Task objective: Can you update the opioid addiction article, starting at "Some of the" and stopping after "my opiate dosage?", with "benzodiazepine" changed to "tranquilizer"?

From professional athletes dealing with aftereffects of concussions and injuries to grandparents recovering from surgery, anyone who watches the news today knows opioid addiction is not limited to celebrities and the homeless. It’s a national epidemic affecting every age and socioeconomic group.
In June of 2017, Governor Ducey declared a state of emergency in Arizona regarding the opioid addiction problem. In the article, the Governor states, “Most of us know someone impacted by substance abuse — our family, our friends, our neighbors. Our hearts ache for them, but that isn’t enough. We must do more.”
In 2016, 790 Arizonans died from opioid overdoses, according to data from the Arizona Department of Health Services. The trend shows an increase of 74 percent over the past four years, reminding all of us that the opioid crisis is still a real threat to our community.
From pain to addiction
Many people begin by using prescribed narcotics to manage pain. Eventually, they develop a dependency that can take over and destroy normal life functions.
Some patients are afraid to discuss their problems with a doctor because they worry the doctor will tell someone or they fear being cut off from the medication they depend on. But people should know, patients with addiction problems are still protected by doctor/patient privilege and many pain management doctors are experts in tapering medications to keep patients safe.
Some of the things you should ask when working with your pain management Doctor include:
- Am I taking any medications other than my opiate pain killer, that when combined with the opiate may increase my risk of an adverse reaction or death?
- You should not combine any drug in the benzodiazepine class with an opiate – it dramatically increased the chance of death. That class of drugs includes most antidepressants, anti-anxiety, and sleeping pills.
- Am I taking the best medication in the best form to minimize my opiate dosage?
- Is it possible that I do not respond to certain medications like most other people?
- Some people cannot properly metabolize the pain killers into the form of the drug that actually provides the pain relief. The only way to find out is to have a genetic screen performed that will help the doctor determine the right drug to prescribe.
- How can I safely wean down or completely off my opiate medications?
Signs to watch for
For many, addiction sneaks up slowly and remains unnoticed until it’s too late. Some addiction symptoms to watch for include drowsiness, lack of motivation, inability to concentrate, loss of friendships and healthy lifestyle habits and secrecy from trying to live a double life.

Saved entries
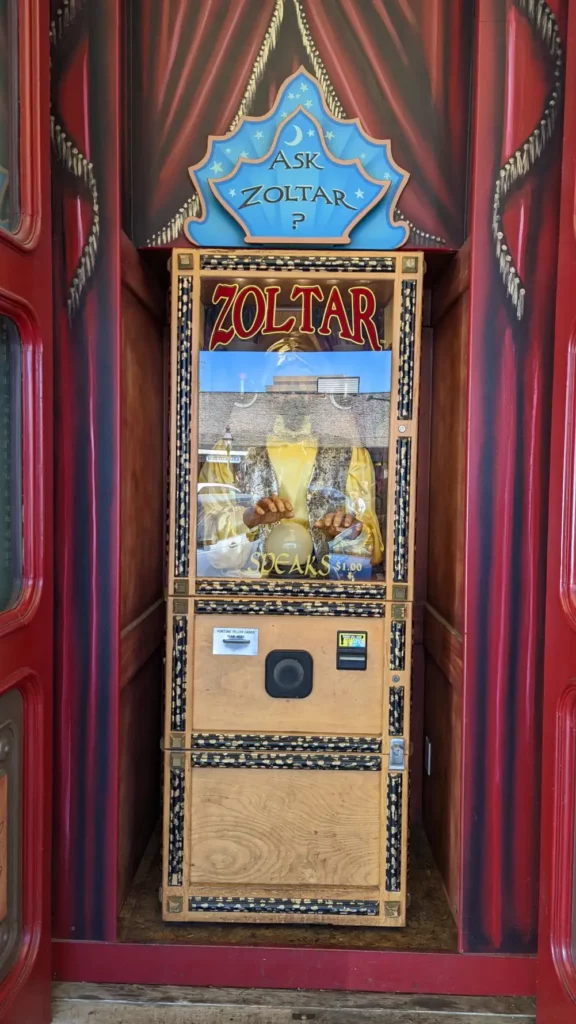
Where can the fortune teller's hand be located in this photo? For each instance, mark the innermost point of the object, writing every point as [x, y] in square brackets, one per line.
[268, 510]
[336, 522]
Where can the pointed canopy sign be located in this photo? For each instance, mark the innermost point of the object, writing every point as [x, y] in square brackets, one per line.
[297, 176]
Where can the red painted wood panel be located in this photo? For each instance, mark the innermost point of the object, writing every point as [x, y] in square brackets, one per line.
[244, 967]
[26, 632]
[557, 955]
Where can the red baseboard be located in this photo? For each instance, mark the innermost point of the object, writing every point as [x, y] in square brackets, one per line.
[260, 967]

Solution for this task:
Some of the things you should ask when working with your pain management Doctor include:
- Am I taking any medications other than my opiate pain killer, that when combined with the opiate may increase my risk of an adverse reaction or death?
- You should not combine any drug in the tranquilizer class with an opiate – it dramatically increased the chance of death. That class of drugs includes most antidepressants, anti-anxiety, and sleeping pills.
- Am I taking the best medication in the best form to minimize my opiate dosage?